Exercise objective -
Print each record that follows exactly, leaving the pictures behind.

Task material -
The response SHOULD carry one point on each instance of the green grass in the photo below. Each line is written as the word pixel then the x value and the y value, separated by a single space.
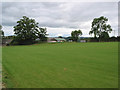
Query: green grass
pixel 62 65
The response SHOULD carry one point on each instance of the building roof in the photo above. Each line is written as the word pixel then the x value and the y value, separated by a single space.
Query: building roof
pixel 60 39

Solution to this task -
The response SHOULD carry one point on each instance of the green grass in the photo below. Each line is written as the word pixel then the x value and the y value, separated by a single space.
Query: green grass
pixel 62 65
The response SHOULD carry one point on each instance of the building roof in the photo above. Each line is written as the word pixel then the x value and the y value, separated by a single space.
Query: building roof
pixel 60 39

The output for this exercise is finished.